### Kutipan Halaman
GAZA (Arrahmah.id) — Pengurus yayasan dari Gereja Anglikan Palestina mengatakan bahwa beberapa hari sebelum serangan terhadap Rumah Sakit Baptis Al Ahli di Gaza, yang menewaskan ratusan orang, mereka telah mendapatkan tiga perintah dari Israel. Mereka diminta mengevakuasi diri karena rumah sakit itu akan dibom.
“Kami mendapat tiga perintah evakuasi dari rumah sakit, pada hari Sabtu, Minggu, dan Senin. Rumah sakit itu dibom pada hari Selasa,” kata Uskup Agung Anglikan Hosam Naoum pada konferensi pers, seperti dikutip Anadolu Agency (19/10/2023).
“Sebagian besar pesan diberikan melalui telepon,” tambahnya.
Uskup agung menyebut ledakan di rumah sakit itu sebagai “kejahatan” dan “pembantaian.”
“Kami sebagai pemimpin gereja selalu mewaspadai kekerasan akibat konflik Timur Tengah antara Israel dan Palestina saat ini,” ujarnya.
Ketika ditanya tentang pihak yang bertanggung jawab atas ledakan tersebut, Naoum berkata: “Apa yang kami tahu adalah apa yang kami lihat di televisi, dan kami bukan ahli militer yang menentukan pihak ini.”
“Yang kami tahu setidaknya ada banyak bangunan, rumah, dan banyak tempat yang dibom dalam serangan Israel,” tambahnya, berbicara tentang Gaza, tempat rumah sakit tersebut berada. “Ini adalah fakta di lapangan,” tambahnya.
Israel telah membantah bertanggung jawab atas pengeboman rumah sakit tersebut, namun tentara yang memberikan peringatan sebelum hari Selasa memperkuat dugaan bahwa Israel lah yang melakukan serangan udara tersebut.

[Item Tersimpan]
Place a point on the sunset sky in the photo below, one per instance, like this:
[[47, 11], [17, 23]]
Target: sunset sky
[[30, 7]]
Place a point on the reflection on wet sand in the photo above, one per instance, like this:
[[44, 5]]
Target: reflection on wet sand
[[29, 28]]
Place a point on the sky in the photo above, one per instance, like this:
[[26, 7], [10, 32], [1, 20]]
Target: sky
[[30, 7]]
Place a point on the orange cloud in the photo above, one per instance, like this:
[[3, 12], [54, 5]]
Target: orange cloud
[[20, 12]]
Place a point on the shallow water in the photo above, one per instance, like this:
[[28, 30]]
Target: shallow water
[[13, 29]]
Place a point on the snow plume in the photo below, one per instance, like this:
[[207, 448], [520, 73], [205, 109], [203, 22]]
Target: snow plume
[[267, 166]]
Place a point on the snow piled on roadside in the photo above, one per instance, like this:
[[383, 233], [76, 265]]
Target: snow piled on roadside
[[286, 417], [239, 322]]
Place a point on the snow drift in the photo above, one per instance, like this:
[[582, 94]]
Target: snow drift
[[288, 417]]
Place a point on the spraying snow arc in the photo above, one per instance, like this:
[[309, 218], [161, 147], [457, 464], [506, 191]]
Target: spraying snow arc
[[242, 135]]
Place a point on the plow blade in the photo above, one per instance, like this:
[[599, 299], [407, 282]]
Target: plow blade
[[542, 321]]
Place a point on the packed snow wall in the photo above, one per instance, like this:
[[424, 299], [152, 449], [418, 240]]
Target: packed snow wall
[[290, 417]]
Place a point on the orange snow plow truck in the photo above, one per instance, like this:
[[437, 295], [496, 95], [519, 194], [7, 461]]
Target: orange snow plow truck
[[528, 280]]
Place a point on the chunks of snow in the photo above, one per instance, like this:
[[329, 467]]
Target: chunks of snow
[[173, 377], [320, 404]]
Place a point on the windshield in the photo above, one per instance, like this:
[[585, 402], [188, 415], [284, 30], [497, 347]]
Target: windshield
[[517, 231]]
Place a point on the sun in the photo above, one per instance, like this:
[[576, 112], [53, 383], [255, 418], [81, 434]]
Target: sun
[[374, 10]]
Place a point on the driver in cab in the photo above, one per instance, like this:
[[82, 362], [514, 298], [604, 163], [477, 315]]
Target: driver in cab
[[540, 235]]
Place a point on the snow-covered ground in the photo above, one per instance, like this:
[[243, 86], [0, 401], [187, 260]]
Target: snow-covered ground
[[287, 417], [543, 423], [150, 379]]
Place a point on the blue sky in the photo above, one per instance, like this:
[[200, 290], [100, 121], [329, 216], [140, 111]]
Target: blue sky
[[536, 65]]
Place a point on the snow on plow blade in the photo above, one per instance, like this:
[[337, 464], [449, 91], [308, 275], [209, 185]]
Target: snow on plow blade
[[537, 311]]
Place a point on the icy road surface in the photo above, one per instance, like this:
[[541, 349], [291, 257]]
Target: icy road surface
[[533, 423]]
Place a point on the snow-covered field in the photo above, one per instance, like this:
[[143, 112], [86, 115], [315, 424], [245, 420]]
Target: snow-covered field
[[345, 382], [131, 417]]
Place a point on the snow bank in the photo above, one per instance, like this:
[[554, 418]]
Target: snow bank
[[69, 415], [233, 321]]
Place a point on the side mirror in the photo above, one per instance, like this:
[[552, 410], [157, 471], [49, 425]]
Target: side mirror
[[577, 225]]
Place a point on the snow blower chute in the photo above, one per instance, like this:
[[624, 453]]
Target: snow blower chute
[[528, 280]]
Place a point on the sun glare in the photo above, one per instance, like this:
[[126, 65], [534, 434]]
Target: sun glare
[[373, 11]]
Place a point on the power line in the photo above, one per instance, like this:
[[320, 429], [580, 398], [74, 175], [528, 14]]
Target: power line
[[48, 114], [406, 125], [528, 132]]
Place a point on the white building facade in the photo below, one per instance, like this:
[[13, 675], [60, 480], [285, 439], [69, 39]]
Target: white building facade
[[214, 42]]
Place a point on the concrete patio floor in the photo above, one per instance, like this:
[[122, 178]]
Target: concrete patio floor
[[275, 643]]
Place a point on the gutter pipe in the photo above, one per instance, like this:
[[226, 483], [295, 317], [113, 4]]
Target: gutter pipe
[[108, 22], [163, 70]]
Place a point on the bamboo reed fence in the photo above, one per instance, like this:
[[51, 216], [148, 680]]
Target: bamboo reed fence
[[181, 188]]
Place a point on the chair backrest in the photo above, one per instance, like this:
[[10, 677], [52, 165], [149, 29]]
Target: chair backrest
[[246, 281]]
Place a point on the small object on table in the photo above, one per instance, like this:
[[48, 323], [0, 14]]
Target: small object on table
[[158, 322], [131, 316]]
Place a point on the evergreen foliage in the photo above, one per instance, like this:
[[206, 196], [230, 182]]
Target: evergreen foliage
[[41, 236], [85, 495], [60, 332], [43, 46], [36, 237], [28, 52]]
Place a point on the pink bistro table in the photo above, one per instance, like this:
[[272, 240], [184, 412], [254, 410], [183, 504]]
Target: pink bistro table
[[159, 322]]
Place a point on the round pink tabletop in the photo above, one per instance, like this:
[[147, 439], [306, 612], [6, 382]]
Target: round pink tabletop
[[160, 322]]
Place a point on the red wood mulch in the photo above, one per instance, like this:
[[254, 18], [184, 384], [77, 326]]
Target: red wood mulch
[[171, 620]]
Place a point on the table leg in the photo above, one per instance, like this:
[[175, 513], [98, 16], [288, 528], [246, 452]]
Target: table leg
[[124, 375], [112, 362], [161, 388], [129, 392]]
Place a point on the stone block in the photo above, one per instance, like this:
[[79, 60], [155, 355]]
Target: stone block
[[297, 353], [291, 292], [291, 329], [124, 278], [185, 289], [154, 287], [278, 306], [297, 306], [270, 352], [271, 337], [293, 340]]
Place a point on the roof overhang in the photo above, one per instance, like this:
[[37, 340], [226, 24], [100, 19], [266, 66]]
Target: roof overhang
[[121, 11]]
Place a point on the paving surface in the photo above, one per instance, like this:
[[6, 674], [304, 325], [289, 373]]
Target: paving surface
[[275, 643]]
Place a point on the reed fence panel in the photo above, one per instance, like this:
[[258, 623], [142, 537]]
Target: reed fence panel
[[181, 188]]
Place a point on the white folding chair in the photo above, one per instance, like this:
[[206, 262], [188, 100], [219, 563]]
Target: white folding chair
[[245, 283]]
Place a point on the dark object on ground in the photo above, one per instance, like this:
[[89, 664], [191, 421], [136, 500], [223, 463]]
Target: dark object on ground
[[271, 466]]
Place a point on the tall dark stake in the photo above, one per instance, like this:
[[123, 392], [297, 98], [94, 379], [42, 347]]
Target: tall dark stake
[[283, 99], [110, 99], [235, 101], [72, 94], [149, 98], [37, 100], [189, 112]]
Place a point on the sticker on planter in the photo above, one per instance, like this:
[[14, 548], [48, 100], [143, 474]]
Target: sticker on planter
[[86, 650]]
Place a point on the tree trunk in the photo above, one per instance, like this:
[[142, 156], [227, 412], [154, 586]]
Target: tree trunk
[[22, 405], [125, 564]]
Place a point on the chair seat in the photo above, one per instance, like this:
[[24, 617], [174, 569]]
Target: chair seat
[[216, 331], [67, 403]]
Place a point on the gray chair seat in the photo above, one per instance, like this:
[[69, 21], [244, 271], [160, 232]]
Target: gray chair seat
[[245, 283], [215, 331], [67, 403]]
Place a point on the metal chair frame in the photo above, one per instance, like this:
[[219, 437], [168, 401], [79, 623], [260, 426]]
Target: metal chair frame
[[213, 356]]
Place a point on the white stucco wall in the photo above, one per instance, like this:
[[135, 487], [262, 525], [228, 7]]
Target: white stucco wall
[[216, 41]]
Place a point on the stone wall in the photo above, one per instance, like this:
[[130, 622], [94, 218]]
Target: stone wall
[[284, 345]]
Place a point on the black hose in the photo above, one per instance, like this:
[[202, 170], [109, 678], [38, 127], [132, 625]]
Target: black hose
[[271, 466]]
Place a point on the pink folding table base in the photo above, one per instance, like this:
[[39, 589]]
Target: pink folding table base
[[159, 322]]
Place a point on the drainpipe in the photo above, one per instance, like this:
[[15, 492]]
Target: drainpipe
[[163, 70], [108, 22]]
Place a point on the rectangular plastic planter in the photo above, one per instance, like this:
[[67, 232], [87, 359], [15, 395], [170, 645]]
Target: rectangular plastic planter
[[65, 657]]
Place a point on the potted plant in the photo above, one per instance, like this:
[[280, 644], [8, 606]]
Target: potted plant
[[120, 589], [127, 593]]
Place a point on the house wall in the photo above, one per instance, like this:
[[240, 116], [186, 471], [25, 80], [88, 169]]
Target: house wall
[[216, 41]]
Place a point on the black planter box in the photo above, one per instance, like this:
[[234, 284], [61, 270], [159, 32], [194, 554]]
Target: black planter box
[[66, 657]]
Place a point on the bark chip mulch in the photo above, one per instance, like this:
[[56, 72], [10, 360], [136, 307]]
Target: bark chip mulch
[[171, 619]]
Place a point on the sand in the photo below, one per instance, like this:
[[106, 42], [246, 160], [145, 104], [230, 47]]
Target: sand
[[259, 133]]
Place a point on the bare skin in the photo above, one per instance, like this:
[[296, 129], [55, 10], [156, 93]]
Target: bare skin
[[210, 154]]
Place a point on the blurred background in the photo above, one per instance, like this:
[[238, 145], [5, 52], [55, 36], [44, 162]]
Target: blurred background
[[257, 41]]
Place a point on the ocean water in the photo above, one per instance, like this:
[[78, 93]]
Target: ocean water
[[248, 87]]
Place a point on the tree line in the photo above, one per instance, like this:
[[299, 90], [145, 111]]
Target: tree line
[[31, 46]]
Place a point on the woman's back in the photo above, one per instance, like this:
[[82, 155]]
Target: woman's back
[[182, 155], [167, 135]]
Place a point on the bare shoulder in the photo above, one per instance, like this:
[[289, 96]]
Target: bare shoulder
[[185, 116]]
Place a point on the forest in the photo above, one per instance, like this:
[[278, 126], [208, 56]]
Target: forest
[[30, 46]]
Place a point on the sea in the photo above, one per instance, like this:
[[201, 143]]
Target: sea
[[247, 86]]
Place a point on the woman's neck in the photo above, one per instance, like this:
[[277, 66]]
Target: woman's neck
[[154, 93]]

### Pekerjaan yang Diminta
1) Bisakah Anda mengganti "Target" dengan "Label" di bagian daftar yang dibuka oleh baris berisi "Place a point on the bamboo" dan ditutup oleh baris berisi "[[124, 375], [112, 362], [161, 388], [129, 392]]", lalu menuliskan bagian itu kembali tanpa perubahan lain?
2) Bisakah Anda melanjutkan berita tentang pengeboman Rumah Sakit Baptis Al Ahli di Gaza, mulai setelah kalimat terakhirnya?

### Jawaban Tiap Tugas
1)
Place a point on the bamboo reed fence in the photo above, one per instance, like this:
[[51, 216], [148, 680]]
Label: bamboo reed fence
[[181, 188]]
Place a point on the chair backrest in the photo above, one per instance, like this:
[[10, 677], [52, 165], [149, 29]]
Label: chair backrest
[[246, 281]]
Place a point on the small object on table in the photo above, one per instance, like this:
[[48, 323], [0, 14]]
Label: small object on table
[[158, 322], [131, 316]]
Place a point on the evergreen foliage in the photo above, one per instance, like this:
[[206, 196], [230, 182]]
Label: evergreen foliage
[[41, 236], [85, 495], [60, 332], [43, 46], [36, 237], [28, 52]]
Place a point on the pink bistro table in the photo above, one per instance, like this:
[[272, 240], [184, 412], [254, 410], [183, 504]]
Label: pink bistro table
[[159, 322]]
Place a point on the round pink tabletop in the photo above, one per instance, like this:
[[147, 439], [306, 612], [6, 382]]
Label: round pink tabletop
[[160, 322]]
Place a point on the red wood mulch in the photo above, one per instance, like this:
[[254, 18], [184, 384], [77, 326]]
Label: red wood mulch
[[171, 620]]
Place a point on the table leg in the photo above, one per instance, like this:
[[175, 513], [98, 16], [288, 528], [246, 452]]
Label: table leg
[[124, 375], [112, 362], [161, 388], [129, 392]]

2)
Rumah sakit ini dikenal sebagai rumah sakit Baptis karena alasan sejarah, namun berada di bawah Gereja Anglikan, atau Gereja Inggris, sejak awal 1980-an.
Konflik di Gaza, yang berada di bawah pemboman dan blokade Israel sejak 7 Oktober, dimulai ketika kelompok perlawanan Palestina Hamas memulai Operasi Banjir Al-Aqsa, sebuah serangan mendadak yang mencakup serangkaian peluncuran roket dan infiltrasi ke Israel melalui darat, laut, dan udara. Dikatakan bahwa serangan tersebut merupakan pembalasan atas penyerbuan Masjid Al-Aqsa dan meningkatnya kekerasan yang dilakukan oleh pemukim Israel.
Militer Israel kemudian melancarkan Operasi Pedang Besi terhadap sasaran Hamas di Jalur Gaza.
Gaza mengalami krisis kemanusiaan yang parah karena tidak adanya listrik, sementara air, makanan, bahan bakar, dan pasokan medis hampir habis.
Sekretaris Jenderal PBB Antonio Guterres menyerukan “gencatan senjata kemanusiaan segera” untuk meringankan “penderitaan besar umat manusia.”
Setidaknya 3.478 warga Palestina tewas dalam serangan Israel di Gaza, sementara angkanya mencapai lebih dari 1.400 orang di Israel. (hanoum/arrahmah.id)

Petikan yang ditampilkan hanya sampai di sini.